======== DATASET ROWS

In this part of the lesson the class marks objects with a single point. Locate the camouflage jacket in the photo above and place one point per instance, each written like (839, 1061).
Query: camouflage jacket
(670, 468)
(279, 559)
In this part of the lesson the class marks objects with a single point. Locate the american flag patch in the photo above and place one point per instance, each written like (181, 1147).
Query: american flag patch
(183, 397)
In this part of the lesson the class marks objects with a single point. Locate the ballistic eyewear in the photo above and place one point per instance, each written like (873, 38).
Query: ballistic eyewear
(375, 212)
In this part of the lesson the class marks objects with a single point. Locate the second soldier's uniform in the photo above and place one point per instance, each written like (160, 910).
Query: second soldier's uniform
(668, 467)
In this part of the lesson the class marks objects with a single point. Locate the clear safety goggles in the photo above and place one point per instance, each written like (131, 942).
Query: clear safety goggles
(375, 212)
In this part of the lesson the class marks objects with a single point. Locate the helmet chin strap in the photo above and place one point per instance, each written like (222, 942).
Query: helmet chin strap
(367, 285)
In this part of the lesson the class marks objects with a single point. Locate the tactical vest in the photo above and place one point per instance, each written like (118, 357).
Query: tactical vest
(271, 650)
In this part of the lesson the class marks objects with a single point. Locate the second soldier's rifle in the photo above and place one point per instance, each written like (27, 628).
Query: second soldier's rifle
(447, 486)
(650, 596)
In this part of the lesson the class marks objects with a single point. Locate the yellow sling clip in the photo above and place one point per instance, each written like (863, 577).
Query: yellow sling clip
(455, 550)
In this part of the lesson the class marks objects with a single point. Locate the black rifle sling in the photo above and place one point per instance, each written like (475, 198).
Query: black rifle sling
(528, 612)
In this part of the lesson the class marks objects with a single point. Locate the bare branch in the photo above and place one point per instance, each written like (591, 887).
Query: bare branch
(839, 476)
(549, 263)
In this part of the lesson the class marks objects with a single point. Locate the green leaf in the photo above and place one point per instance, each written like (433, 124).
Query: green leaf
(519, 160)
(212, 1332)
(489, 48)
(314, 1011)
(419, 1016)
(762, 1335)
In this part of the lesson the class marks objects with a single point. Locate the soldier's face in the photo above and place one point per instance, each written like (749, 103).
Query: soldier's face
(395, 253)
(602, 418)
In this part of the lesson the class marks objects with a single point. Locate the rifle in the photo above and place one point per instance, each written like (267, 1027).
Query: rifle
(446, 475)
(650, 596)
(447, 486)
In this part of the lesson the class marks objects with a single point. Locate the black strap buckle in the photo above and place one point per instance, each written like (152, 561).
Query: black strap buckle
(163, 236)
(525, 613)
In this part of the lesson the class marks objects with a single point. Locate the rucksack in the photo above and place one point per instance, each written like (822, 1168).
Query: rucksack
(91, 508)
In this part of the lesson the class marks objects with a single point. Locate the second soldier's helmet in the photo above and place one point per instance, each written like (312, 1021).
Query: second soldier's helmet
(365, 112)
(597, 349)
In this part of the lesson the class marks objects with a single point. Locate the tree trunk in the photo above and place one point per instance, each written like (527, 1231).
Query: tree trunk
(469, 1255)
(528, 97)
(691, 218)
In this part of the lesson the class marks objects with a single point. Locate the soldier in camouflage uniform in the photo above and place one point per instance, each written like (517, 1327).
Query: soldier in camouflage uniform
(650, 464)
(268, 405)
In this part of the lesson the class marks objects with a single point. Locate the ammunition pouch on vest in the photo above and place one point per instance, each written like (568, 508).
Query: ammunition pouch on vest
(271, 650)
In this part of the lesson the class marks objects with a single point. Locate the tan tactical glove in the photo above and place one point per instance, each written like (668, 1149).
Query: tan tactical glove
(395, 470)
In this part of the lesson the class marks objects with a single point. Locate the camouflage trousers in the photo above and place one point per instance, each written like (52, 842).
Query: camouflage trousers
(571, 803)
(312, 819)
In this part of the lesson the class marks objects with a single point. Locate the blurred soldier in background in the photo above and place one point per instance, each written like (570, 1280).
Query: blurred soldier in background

================

● **EXERCISE**: Convert every line of the records above into a JSON list of strings, with one string per line and blank lines omitted.

● **COMPLETE OUTPUT**:
[
  "In this part of the lesson the class marks objects with a single point. Locate the camouflage jacket in the photo above and place one point per instance, each written like (839, 1061).",
  "Query: camouflage jacket",
  "(670, 468)",
  "(279, 559)",
  "In this part of the lesson the class marks objects with a single point. Locate the american flag patch in the photo above and place one point per instance, each written like (181, 1147).",
  "Query: american flag patch",
  "(183, 397)",
  "In this part of the lesson the class marks objects with a single point. Locate the ballistic eyewear in the photo above and place one point per instance, each written like (873, 38).",
  "Query: ballistic eyewear",
  "(375, 212)",
  "In this part of the lesson the class marks objects with a single point. Locate the second soldier's uniform in the photo above and place one point per instance, each written like (160, 910).",
  "Query: second soldier's uniform",
  "(668, 467)",
  "In this part of the lesson the class marks objects with a single point. Locate the clear safety goggles in the photo above and place one point per instance, each written like (131, 942).",
  "Query: clear safety goggles",
  "(375, 212)",
  "In this part of the lesson the class marks objects with a single point. Locate the helmet chin strap in the photo above and place one point per instance, each written like (222, 942).",
  "Query: helmet chin strap",
  "(367, 285)",
  "In this part of the lesson the class marks objects with a single point. Locate the tactical vest in the photo above and place one point per instance, each written like (118, 357).",
  "Query: tactical vest",
  "(271, 650)",
  "In this part of the lesson the class marks objects with a single point. Locate the second soldier's rifle in the photo above and place one point per instance, each written like (27, 628).",
  "Query: second soldier's rifle",
  "(447, 486)",
  "(650, 596)",
  "In this part of the lesson the class marks objects with a single point. Locate the yellow sling clip in the photo above and place one point per instance, each written like (863, 577).",
  "Query: yellow sling clip",
  "(455, 550)",
  "In this part of the lesson the class marks objects with a single point. Locate the black rifle sling in the photo above and place one point per instance, each written like (475, 198).",
  "Query: black rifle sling",
  "(528, 612)",
  "In this part of the lesson the class marks objects with a single point. Locate the bare branch in the photo above and place one point per instance, each written like (591, 887).",
  "Query: bare branch",
  "(839, 476)",
  "(549, 263)",
  "In this part of the lesson the class marks objects with a single point. Locate the green leaf in the photo above and place one point per instance, each written like (433, 124).",
  "Query: green leaf",
  "(519, 160)",
  "(212, 1332)",
  "(489, 48)",
  "(314, 1011)",
  "(419, 1016)",
  "(762, 1335)",
  "In this part of the lesson the class marks objects with a single point. Locate the soldier's face in the photo above and place one point per instance, each written like (749, 103).",
  "Query: soldier's face",
  "(395, 253)",
  "(602, 418)",
  "In this part of the lesson the class marks objects with a single point. Locate the rifle in the photo above and place one point per instance, each written like (267, 1027).",
  "Query: rifle",
  "(446, 475)",
  "(650, 596)",
  "(447, 486)",
  "In this part of the lesson the class marks objects with a single point. Locate the black strap buckle in the photo above and place one point per instance, each written like (152, 561).",
  "Query: black strap buckle",
  "(163, 236)",
  "(525, 613)",
  "In this part of the lesson the class marks objects with a single point. Locate the rucksack in the photo above and place one point per instance, each written like (822, 1168).",
  "Query: rucksack",
  "(91, 508)",
  "In this part of the lesson the class marks objects with a single point. Locate the second soldier's helmet in the photo above and place one point per instance, each written like (312, 1021).",
  "Query: second soldier's helmet",
  "(365, 112)",
  "(597, 349)",
  "In this part of the lesson the class marks objects with a single point. Locate the tree trunk in the photo above and place one point per instance, each written like (527, 1231).",
  "Query: tree trunk",
  "(469, 1255)",
  "(528, 97)",
  "(691, 218)",
  "In this part of the lesson the class marks objects with a single point. Locate the soldier in camouflage uniform in the photo above and place one point per instance, each written like (517, 1327).",
  "Query: soldier in camouflage uniform",
  "(650, 464)",
  "(268, 405)",
  "In this part of the lesson the class marks objects with a single point. Locate the ammunition pouch on vest in the photo above and place one point per instance, each written like (568, 508).",
  "Query: ammunition pouch on vest",
  "(271, 650)",
  "In this part of the lesson the class marks objects with a single point. Locate the tan tactical glove in the photo above and place one point per instance, each written like (668, 1149).",
  "Query: tan tactical glove",
  "(395, 470)",
  "In this part of the lesson the class marks objects with a single point. Locate the camouflage trousers in the photo above and place one point per instance, each written like (52, 842).",
  "Query: camouflage trousers",
  "(571, 803)",
  "(312, 819)",
  "In this part of the lesson the class marks objects with a single point. Locate the blurred soldier in background in the photo above and place one point per instance, each written like (570, 1280).",
  "Query: blurred soldier in background"
]